> Aufgabe A
Kopiere aus dem vorgegebenen Text den Abschnitt zwischen „In seiner Biographie“ und „Optionen erhöht werden.“, beide eingeschlossen, wortgetreu.
> Aufgabe B
Verschiebe in den Einträgen zwischen den Zeilen mit „of the beige“ und „x=318, y=24“, beide eingeschlossen, jeden Koordinatenwert um 76 und gib nur diese Zeilen vollständig wieder.

> Vorgegebener Text
Dass man wachsam sein muss, um schwache Signale zu empfangen, die auf Unerklärliches, Gefährliches hindeuten, erzählt Bolko von Oetinger anhand der Geschichte von Guglielmo Marconi, dem Erfinder der Telefonie.

Nicht immer führt der direkte Weg zum Ziel, sondern Umwege können auch ihr Gutes haben: das hat auch Isaac Newton erfahren. Für den wahren Strategen bedeuten Umwege keine Fehlschläge, sondern kreative Chancen.

In seiner Biographie warnt Carl von Clausewitz vor dem Trugschluss der Eindeutigkeit und plädiert dafür, in die strategische Entscheidung Dialektik einfließen zu lassen. So könne mehr gesehen und die Zahl der Optionen erhöht werden.

Mit Johann Wolfgang von Goethes italienischer Reise schließt der Reigen der Geschichten, die als Metaphern für strategisches Denken Entscheidungsprozesse in Unternehmen stützen sollen.

Bolko von Oetingers Buch liefert einen ungewöhnlichen, unterhaltsamen und nicht zuletzt aufschlussreichen Blick auf strategisches Denken.

> Bereitgestellte Daten

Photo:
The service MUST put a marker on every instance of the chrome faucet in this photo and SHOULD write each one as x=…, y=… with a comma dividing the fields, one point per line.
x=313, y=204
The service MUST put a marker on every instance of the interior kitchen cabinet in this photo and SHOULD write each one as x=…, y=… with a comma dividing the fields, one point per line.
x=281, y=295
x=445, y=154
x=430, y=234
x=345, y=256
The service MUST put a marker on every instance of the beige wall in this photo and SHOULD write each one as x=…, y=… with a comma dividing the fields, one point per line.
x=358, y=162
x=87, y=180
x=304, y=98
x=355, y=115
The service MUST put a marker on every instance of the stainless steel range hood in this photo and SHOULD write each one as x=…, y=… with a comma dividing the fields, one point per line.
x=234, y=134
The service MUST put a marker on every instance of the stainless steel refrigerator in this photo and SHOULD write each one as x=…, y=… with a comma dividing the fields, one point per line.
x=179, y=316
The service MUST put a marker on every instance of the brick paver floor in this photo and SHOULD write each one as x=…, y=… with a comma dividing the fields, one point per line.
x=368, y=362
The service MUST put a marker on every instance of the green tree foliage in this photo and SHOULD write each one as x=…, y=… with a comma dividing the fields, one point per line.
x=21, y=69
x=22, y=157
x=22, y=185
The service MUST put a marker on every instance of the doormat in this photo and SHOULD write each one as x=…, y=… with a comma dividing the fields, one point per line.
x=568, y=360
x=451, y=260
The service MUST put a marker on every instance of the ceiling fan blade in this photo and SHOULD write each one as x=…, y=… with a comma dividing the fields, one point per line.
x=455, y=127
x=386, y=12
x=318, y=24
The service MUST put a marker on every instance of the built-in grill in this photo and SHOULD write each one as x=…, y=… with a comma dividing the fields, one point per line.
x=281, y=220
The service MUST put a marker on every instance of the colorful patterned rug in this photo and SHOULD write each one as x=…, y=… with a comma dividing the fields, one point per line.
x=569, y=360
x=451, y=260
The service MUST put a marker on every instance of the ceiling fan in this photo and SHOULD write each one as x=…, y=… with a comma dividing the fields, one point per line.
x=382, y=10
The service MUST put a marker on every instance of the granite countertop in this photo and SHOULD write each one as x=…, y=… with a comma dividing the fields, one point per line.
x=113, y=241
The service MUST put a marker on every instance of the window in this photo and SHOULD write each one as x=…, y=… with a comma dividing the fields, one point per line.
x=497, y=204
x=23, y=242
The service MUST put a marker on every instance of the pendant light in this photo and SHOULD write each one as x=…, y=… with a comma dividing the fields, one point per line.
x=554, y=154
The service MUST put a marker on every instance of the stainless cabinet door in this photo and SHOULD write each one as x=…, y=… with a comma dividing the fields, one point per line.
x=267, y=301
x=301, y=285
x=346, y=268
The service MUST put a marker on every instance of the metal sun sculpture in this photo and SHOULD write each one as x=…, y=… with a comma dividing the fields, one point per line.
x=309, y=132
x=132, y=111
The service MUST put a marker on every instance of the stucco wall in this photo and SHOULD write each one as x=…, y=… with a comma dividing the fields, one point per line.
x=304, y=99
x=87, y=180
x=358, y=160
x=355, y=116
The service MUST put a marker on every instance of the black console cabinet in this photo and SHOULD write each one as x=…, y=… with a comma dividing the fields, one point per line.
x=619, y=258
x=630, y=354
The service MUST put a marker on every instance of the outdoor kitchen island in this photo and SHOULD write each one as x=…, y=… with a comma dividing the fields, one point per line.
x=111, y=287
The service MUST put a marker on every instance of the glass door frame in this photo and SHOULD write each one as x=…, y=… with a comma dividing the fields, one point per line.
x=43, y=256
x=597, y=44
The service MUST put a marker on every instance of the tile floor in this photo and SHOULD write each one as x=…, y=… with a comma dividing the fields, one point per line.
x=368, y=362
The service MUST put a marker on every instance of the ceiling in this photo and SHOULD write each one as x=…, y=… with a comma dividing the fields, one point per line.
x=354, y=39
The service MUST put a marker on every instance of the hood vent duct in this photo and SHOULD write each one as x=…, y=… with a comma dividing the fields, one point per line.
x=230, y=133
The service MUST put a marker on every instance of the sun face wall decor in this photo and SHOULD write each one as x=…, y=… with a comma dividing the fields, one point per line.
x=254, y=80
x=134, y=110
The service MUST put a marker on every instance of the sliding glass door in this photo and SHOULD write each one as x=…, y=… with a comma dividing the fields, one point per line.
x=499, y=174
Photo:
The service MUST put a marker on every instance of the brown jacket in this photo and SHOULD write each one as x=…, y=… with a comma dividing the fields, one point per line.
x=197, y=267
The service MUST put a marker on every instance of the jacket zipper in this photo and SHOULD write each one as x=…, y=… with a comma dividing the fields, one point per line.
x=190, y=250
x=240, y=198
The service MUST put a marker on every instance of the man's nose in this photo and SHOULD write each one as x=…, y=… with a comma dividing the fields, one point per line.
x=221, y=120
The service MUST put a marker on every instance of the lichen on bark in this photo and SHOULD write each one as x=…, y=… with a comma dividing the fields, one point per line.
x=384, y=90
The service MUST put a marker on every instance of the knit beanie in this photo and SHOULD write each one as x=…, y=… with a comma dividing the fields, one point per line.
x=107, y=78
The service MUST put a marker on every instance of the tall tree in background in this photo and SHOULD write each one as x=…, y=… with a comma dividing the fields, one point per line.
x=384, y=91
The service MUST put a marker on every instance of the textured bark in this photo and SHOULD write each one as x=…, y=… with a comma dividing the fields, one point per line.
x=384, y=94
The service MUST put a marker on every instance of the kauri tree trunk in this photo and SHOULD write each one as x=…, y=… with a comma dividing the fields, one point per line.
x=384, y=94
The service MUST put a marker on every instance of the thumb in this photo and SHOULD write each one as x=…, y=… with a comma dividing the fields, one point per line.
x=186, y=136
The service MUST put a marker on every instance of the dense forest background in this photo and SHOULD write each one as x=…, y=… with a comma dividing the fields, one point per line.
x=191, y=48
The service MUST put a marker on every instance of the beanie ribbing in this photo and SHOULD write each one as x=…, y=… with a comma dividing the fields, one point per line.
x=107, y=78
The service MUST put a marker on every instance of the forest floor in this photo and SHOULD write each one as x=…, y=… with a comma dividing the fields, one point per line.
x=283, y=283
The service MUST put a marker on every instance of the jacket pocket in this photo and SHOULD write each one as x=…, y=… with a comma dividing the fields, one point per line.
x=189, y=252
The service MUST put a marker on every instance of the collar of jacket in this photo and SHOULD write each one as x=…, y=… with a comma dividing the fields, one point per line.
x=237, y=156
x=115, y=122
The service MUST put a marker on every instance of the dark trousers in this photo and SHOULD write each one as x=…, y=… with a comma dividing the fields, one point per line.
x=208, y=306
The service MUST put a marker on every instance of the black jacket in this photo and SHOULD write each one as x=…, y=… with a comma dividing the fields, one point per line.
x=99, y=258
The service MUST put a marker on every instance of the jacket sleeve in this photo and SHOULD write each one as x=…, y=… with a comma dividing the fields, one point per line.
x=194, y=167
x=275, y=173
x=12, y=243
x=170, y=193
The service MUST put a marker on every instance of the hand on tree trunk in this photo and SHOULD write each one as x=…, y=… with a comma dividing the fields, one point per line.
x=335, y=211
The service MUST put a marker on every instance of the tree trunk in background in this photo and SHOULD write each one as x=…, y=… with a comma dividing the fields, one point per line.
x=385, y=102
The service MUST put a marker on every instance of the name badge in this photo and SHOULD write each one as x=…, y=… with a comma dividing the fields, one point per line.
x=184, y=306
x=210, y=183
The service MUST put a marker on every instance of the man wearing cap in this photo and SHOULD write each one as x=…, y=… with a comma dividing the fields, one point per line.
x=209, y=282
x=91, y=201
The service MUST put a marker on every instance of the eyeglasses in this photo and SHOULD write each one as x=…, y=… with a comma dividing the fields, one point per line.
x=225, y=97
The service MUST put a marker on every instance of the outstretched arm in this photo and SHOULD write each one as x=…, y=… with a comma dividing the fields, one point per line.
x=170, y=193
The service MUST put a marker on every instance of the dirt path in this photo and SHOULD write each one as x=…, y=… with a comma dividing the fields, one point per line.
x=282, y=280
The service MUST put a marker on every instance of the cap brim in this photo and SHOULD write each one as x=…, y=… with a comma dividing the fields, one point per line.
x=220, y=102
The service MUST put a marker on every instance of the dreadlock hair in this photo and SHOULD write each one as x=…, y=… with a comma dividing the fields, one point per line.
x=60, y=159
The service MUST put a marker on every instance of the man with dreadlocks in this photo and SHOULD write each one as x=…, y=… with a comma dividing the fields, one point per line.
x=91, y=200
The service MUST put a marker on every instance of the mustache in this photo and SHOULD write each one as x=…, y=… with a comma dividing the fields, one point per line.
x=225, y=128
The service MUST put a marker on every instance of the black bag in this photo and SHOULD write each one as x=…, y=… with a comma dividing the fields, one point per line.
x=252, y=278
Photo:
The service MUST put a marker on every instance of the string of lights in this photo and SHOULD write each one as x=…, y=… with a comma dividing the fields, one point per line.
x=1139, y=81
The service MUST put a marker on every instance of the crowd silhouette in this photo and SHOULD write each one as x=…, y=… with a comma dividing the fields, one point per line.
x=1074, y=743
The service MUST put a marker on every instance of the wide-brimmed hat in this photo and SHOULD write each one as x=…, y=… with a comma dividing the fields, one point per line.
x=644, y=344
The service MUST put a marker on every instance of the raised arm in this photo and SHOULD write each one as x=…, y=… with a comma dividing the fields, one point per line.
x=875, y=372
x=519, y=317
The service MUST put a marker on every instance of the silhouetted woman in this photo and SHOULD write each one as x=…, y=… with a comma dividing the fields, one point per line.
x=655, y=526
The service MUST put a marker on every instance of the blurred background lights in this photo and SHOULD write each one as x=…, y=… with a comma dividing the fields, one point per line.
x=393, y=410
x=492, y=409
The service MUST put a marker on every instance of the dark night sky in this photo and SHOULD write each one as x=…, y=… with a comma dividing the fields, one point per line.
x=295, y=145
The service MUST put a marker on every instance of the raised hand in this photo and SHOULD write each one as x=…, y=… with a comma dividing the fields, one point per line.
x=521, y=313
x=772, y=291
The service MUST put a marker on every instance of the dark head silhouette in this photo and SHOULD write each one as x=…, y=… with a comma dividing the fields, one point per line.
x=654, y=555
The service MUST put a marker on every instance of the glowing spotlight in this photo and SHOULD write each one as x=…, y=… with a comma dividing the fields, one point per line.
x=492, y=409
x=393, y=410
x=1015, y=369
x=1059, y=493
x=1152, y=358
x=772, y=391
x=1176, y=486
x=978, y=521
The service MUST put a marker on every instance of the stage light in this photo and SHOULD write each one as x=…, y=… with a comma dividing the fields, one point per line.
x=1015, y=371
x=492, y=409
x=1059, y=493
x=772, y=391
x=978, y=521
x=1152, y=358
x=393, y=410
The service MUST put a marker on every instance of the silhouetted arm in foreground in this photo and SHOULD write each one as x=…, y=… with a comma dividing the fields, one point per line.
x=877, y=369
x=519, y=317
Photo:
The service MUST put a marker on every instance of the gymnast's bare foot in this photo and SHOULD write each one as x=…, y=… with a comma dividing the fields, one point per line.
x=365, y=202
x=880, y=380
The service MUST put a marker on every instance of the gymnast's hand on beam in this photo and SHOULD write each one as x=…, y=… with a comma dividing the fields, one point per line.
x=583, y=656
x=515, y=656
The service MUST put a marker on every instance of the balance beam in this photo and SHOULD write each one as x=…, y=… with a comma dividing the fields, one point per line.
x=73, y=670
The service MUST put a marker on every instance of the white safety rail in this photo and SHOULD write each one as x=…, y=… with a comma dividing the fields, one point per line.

> Richtige Antwort A
In seiner Biographie warnt Carl von Clausewitz vor dem Trugschluss der Eindeutigkeit und plädiert dafür, in die strategische Entscheidung Dialektik einfließen zu lassen. So könne mehr gesehen und die Zahl der Optionen erhöht werden.

> Richtige Antwort B
The service MUST put a marker on every instance of the beige wall in this photo and SHOULD write each one as x=…, y=… with a comma dividing the fields, one point per line.
x=434, y=238
x=163, y=256
x=380, y=174
x=431, y=191
The service MUST put a marker on every instance of the stainless steel range hood in this photo and SHOULD write each one as x=…, y=… with a comma dividing the fields, one point per line.
x=310, y=210
The service MUST put a marker on every instance of the stainless steel refrigerator in this photo and SHOULD write each one as x=…, y=… with a comma dividing the fields, one point per line.
x=255, y=392
The service MUST put a marker on every instance of the brick paver floor in this photo and SHOULD write each one as x=…, y=… with a comma dividing the fields, one point per line.
x=444, y=438
The service MUST put a marker on every instance of the green tree foliage in this photo and SHOULD write each one as x=…, y=… with a comma dividing the fields, one point per line.
x=97, y=145
x=98, y=233
x=98, y=261
The service MUST put a marker on every instance of the doormat in this photo and SHOULD write each one as x=…, y=… with a comma dividing the fields, one point per line.
x=644, y=436
x=527, y=336
The service MUST put a marker on every instance of the ceiling fan blade in this photo and SHOULD write each one as x=…, y=… with a comma dividing the fields, one point per line.
x=531, y=203
x=462, y=88
x=394, y=100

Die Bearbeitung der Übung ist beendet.